*EXCERTO PARA LEITURA*.

■ ■ ■ ■ ■ ■ ■

At 20 outubro, 2006 03:05, Anonymous Anónimo said...

Pois… Quando eu era gaiato, 8,9 anos, nos dias maiores eu brincava na rua com os outros, no aproximar da noite uns regressavam a casa e outros vinham para o jardim, junto ao cine-teatro, ora, eu chegava a casa dos patrões da minha mãezinha, já ela lavava a loiça do jantar, esta cena aconteceu inúmeras vezes, nada me dizia, a minha mãe, e eu fazia de conta que não era nada comigo, mesmo com fome.
Já noite, e por vezes longa, quando chegava a casa, comia umas sopas de café, e depois cama, que no outro dia havia escola.
As coisas aconteciam assim mas eu nunca fui pobre, vivia numa casa a candeeiro de petróleo, mas as minhas férias em Julho eram na Praia da Rocha, e todos os anos fazia férias no campo, em Matas do Louriçal, aqui os outros miúdos tratavam-me por menino da vila, andavam todos descalços e eu de sandálias, quando recordo estes tempos, tenho vontade de me atirar ao chão.

■ ■ ■ ■ ■ ■ ■

*DADOS REGISTADOS*.
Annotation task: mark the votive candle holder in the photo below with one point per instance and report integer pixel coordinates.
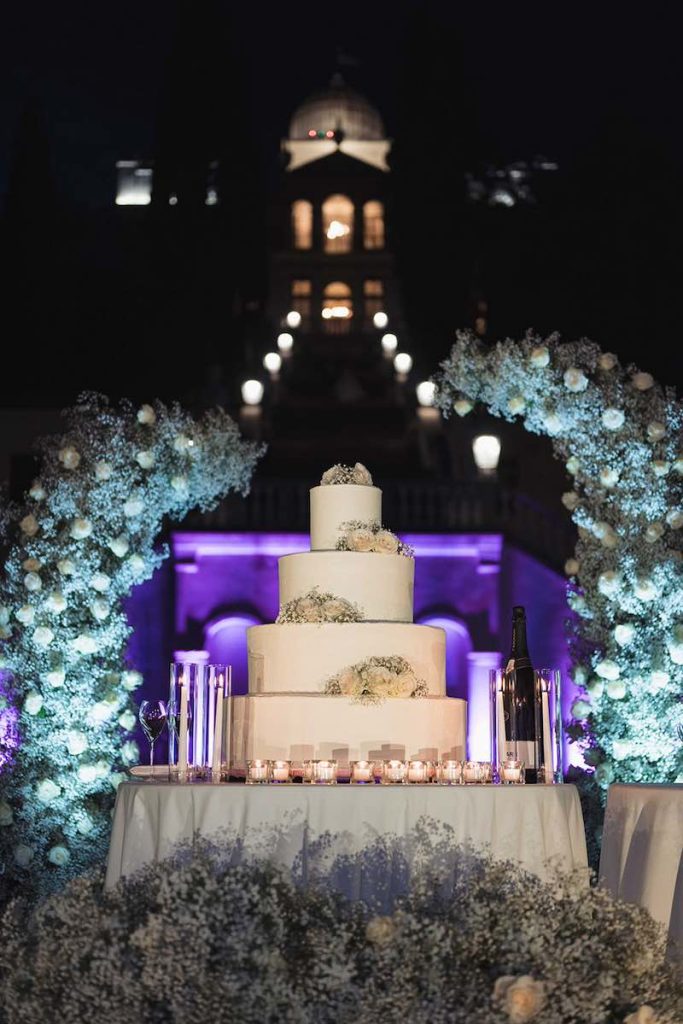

■ ■ ■ ■ ■ ■ ■

*TAREFA A*. Segundo o relato de infância, onde eram passadas as férias de julho?
*TAREFA B*. Reproduza o relato de infância sem qualquer alteração, desde "At 20 outubro, 2006" até "mesmo com fome.".
*TAREFA C*. Prossiga o relato de infância a partir do ponto em que termina.
As linhas registadas são material à parte, sem relação com o relato de infância.

*RESPOSTA ESPERADA A*. Na Praia da Rocha.

*RESPOSTA ESPERADA B*.
At 20 outubro, 2006 03:05, Anonymous Anónimo said...

Pois… Quando eu era gaiato, 8,9 anos, nos dias maiores eu brincava na rua com os outros, no aproximar da noite uns regressavam a casa e outros vinham para o jardim, junto ao cine-teatro, ora, eu chegava a casa dos patrões da minha mãezinha, já ela lavava a loiça do jantar, esta cena aconteceu inúmeras vezes, nada me dizia, a minha mãe, e eu fazia de conta que não era nada comigo, mesmo com fome.

*RESPOSTA ESPERADA C*.
Ó menino da vila vamos aos pardais? Ó Besnico, bons tempos…
Um abraço…

 
At 20 outubro, 2006 11:29, Anonymous Anónimo said...

Vivendo sorrindo
vivendo cantando
e a minha vida
eu vou levando.
Vivo alegre
vivo a cantar
e assim vou vivendo
até cansar.
Viva sorrindo
viva cantando
e a poesia
vai acabando.
Desejo um feliz fim semana , bjos

 
At 20 outubro, 2006 13:04, Blogger susana said...

Agora nao tenho tempo, para ler este teu post, mas eu volto!Deitei-me tarde ontem, estou cá com uma ressaca!!!Só vim dizer que não estou chateada contigo, porque haveria de estar?Sou boa desportista!Logo que as pessoas brinquem sem exageros, ou nao sejam promíscuas, por mim tudo bem!
beijos velhote eheheheh(touché)

 
At 20 outubro, 2006 14:58, Blogger £ou¢o Ðe £Î§ßoa said...

Bem, são as horas que são e eu já vejo a dobrar!!??
É impressão minha ou tens dois post's iguais???
Bem, eu li este, espero não ter perdido nada em não ter lido o de baixo...

Num me baralhes....

Até outro instante mais são!

(Agora lembrei-me da minha amiga São... ai, ai...)

 
At 20 outubro, 2006 15:01, Blogger £ou¢o Ðe £Î§ßoa said...

Todas as pessoas tem um dia que deixam de aparecer, até nós um dia... resta-nos recordar e sermos recordados!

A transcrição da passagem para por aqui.